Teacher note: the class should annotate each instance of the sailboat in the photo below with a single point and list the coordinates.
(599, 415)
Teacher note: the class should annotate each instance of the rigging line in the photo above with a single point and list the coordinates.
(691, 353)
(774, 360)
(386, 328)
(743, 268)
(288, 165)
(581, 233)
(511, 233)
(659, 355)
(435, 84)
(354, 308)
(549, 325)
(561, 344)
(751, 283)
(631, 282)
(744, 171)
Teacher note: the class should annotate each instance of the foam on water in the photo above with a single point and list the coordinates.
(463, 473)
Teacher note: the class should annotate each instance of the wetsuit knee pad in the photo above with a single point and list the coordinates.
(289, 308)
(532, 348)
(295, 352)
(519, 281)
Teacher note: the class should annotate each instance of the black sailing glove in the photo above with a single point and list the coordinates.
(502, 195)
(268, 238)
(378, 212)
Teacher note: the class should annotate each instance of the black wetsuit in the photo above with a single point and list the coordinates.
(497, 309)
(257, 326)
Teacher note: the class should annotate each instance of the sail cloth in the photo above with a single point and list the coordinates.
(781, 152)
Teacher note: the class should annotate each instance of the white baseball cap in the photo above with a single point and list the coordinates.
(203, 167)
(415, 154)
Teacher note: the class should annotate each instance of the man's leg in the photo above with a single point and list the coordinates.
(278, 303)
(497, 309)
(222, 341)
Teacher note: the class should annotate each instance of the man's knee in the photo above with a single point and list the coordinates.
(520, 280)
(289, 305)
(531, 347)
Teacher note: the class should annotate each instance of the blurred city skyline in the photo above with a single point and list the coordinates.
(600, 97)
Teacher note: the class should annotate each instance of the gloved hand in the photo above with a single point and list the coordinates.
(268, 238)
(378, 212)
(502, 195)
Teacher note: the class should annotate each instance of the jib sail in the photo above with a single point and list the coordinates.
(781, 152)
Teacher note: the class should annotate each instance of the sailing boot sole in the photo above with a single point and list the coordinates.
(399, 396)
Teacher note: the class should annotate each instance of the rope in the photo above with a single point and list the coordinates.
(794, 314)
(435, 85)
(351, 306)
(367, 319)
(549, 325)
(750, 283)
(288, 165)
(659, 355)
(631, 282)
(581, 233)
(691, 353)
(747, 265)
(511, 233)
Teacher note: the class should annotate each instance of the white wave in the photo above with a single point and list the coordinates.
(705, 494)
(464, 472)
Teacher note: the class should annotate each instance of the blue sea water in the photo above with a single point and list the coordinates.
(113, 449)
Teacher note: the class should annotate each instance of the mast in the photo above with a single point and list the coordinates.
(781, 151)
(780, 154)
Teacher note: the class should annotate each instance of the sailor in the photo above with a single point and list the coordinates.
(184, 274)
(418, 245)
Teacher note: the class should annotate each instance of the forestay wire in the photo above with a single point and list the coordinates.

### REQUIREMENTS
Every line from the line containing "the man's knee" to the last line of the material above must be repeated exactly, and no other line.

### EXPECTED OUTPUT
Teacher note: the class should annotate each instance of the man's knee in the photo above with a single point and list the coordinates.
(520, 280)
(289, 305)
(531, 347)
Teacher note: the class should annotate each instance of the blurred city skyline in the photo above with a single point and list the coordinates.
(600, 97)
Teacher note: the class should annotate each instance of the gloved hand in the photo above with a single point and list the coordinates.
(268, 238)
(378, 212)
(502, 195)
Teacher note: the class should annotate each instance of the jib sail in the photo above with a single point and list the coordinates.
(781, 152)
Teacher note: the class should annotate each instance of the sailing boot sole in the photo above with a single point and list the coordinates.
(399, 396)
Teacher note: the class should annotate each instance of the rope in the photo above with a single point and list the coordinates.
(794, 314)
(435, 85)
(351, 306)
(367, 319)
(549, 325)
(750, 283)
(288, 165)
(659, 355)
(631, 282)
(581, 233)
(691, 353)
(747, 265)
(511, 233)
Teacher note: the class should annotate each instance of the white wave in the photo above with a single point and list the coordinates.
(705, 494)
(464, 472)
Teacher note: the class should annotate each instance of the blue sea water in the photo above with a single point and list the coordinates.
(113, 449)
Teacher note: the class should annotate each instance of the mast in the photo above with a single point and list the coordinates.
(781, 151)
(780, 154)
Teacher note: the class should annotate each instance of the sailor in the photo above with a single point and list the coordinates.
(184, 274)
(418, 245)
Teacher note: the class should annotate each instance of the forestay wire in the photo above with a single point and list the coordinates.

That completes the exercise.